- Extrait de page -
******

But et vision du monde
L’Alexiade reprend les Notes pour une histoire de Nicéphore Bryenne, le mari d’Anne Comnène, là où il les avait laissées, c’est-à-dire à la fin du règne de l’empereur Nicéphore III Botaniatès[2]. Dans le style historique prédominant depuis le Xe siècle lequel mettait moins l’accent sur les évènements que sur les grandes figures et leurs familles, le récit se veut une sorte d’épopée des Comnènes dont Alexis est le héros et Anne la victime[9]. Dans le livre XV, elle affirme s’être « imposée une double tâche : d’une part de narrer les hauts faits qui marquèrent la vie de l’empereur et d’autre part de rédiger une complainte des évènements qui avaient déchiré son cœur[10] ».
L’Alexiade est ainsi non seulement une biographie de l’empereur Alexis mais aussi une œuvre apologétique, voire hagiographique. Elle est consacrée à un homme d’une intelligence telle que « ni Platon, ni l’ensemble de l’Académie ne saurait décrire adéquatement[11]. » et Anne Comnène va jusqu’à qualifier celui-ci de « treizième apôtre »[12].
L’œuvre témoigne de la vision du monde qui était celle des Byzantins[13]. L’empire avait mission d’assurer l’unité de l’œkoumène, ce que tenta de faire Alexis en combattant ceux qui avaient réussi à le fragmenter : les Turcs ou les Coumans à l’Est, les Normands à l’Ouest. En tant que représentant de Dieu sur terre, l’empereur ne devait pas seulement assurer l’unité politique de l’empire, mais aussi son unité religieuse. C’est pourquoi, s’il devait lutter contre les infidèles, il avait également comme mission de ramener au sein de l’orthodoxie les hérétiques qui s’en étaient éloignés comme Jean Italus[14], Nilus[15], les manichéens[16] et les bogomiles[17]. Pour ce faire, il se devait même de contraindre l’Église orthodoxe à sacrifier temporairement ses propres richesses pour le bien de l’empire lorsque tous les autres recours eurent été épuisés[18].
Quant aux croisades qui avaient enflammé l’Occident, leur concept même était tout à fait étranger à l’esprit byzantin. La guerre contre les Turcs devenus maitres des États arabes d’Orient et fondateurs en territoire hellénique du sultanat de Roum[19] était depuis longtemps une donnée avec laquelle il fallait composer et la délivrance de Jérusalem, terre d’empire, était une tâche qui appartenait à Byzance et non à l’Occident, même si les Byzantins acceptaient volontiers l’aide d’étrangers (entendre de mercenaires) dans ce combat[20]. Aussi, Anne n’a que mépris pour certains de leurs chefs comme Robert Giscard[21] et son fils, Bohémond de Tarente[22], dont le but était de détruire l’Empire byzantin, alors qu’en chrétienne convaincue elle considère avec sympathie le petit peuple indiscipliné et peu instruit qui désire ardemment participer à la délivrance du saint Sépulcre[23].
Les sources
Au fil des livres, Anne mentionne trois types de sources qu’elle utilisa pour la rédaction de l’Alexiade.

******

- Données fournies -
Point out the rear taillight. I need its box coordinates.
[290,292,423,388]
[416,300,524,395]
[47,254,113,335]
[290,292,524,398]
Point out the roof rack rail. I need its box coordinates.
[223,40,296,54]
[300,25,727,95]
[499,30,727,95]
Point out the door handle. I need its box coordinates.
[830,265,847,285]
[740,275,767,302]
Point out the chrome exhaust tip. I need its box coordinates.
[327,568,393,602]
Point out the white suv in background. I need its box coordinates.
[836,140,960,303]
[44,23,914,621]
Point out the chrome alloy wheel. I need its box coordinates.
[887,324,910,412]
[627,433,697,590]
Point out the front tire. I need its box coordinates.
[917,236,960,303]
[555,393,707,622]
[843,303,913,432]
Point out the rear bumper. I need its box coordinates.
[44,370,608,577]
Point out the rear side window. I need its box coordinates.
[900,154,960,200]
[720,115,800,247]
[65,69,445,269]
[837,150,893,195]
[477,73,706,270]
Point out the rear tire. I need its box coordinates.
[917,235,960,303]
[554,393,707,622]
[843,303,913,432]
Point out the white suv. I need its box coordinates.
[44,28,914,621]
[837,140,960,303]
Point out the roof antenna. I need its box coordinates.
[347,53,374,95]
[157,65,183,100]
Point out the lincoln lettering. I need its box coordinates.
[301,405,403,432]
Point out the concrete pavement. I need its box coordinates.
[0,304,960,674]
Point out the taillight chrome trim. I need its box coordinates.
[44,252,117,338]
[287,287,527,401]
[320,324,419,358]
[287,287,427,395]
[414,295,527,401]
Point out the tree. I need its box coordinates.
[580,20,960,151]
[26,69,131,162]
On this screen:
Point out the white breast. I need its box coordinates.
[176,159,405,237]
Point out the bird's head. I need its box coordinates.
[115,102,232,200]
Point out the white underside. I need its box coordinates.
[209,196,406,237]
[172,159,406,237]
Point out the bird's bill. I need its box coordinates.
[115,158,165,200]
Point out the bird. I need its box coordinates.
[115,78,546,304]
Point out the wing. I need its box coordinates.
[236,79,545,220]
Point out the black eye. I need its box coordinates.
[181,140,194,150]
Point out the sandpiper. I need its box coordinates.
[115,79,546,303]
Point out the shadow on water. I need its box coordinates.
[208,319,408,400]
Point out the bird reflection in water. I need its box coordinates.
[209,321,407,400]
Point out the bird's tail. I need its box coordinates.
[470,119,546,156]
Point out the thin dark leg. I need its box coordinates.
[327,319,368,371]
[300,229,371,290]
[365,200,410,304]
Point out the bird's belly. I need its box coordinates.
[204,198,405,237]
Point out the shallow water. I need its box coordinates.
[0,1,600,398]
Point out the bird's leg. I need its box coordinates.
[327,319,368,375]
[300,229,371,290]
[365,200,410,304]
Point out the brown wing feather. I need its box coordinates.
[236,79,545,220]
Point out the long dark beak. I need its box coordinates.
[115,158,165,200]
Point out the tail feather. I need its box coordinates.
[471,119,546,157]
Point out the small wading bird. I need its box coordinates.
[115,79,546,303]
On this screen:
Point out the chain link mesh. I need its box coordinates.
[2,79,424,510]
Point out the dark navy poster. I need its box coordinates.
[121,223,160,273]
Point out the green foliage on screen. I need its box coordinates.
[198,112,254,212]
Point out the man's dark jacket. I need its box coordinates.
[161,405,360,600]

******

- Exercices à réaliser -
**A)** Reproduisez fidèlement, s'il vous plaît, le passage de l'extrait sur l'Alexiade qui va de « L’œuvre témoigne de » jusqu'à « eurent été épuisés[18]. ».
**B)** Répondez brièvement aux questions suivantes d'après l'extrait sur l'Alexiade :
(i) De qui Nicéphore Bryenne était-il le mari ?
(ii) De quel titre Anne Comnène va-t-elle jusqu'à qualifier Alexis ?
(iii) Quel peuple avait fragmenté l'œkoumène à l'Ouest ?
**C)** Prolongez le texte sur l'Alexiade en enchaînant après sa dernière phrase.

- Réponses par exercice -
**A)**
L’œuvre témoigne de la vision du monde qui était celle des Byzantins[13]. L’empire avait mission d’assurer l’unité de l’œkoumène, ce que tenta de faire Alexis en combattant ceux qui avaient réussi à le fragmenter : les Turcs ou les Coumans à l’Est, les Normands à l’Ouest. En tant que représentant de Dieu sur terre, l’empereur ne devait pas seulement assurer l’unité politique de l’empire, mais aussi son unité religieuse. C’est pourquoi, s’il devait lutter contre les infidèles, il avait également comme mission de ramener au sein de l’orthodoxie les hérétiques qui s’en étaient éloignés comme Jean Italus[14], Nilus[15], les manichéens[16] et les bogomiles[17]. Pour ce faire, il se devait même de contraindre l’Église orthodoxe à sacrifier temporairement ses propres richesses pour le bien de l’empire lorsque tous les autres recours eurent été épuisés[18].

**B)**
(i) D'Anne Comnène.
(ii) De « treizième apôtre ».
(iii) Les Normands.

**C)**
La première est constituée par ses souvenirs personnels. De toute évidence, Anne avait des souvenirs précis de la vie à la cour et des divers membres de la famille impériale qu’elle décrit au cours des chapitres. Mais elle déclare aussi avoir maintes fois voyagé avec son père et sa mère lors de campagnes militaires[4]. Sa mère accompagna l’empereur dès 1094, soit par affection, soit que l’empereur appréhendât quelque complot ; elle le fit encore plus systématiquement après 1097 alors qu’elle semblait la seule à pouvoir soulager les attaques de goutte qui affligeaient l’empereur ; c’est probablement aussi la raison qui poussa Anne Comnène à étudier la médecine[24].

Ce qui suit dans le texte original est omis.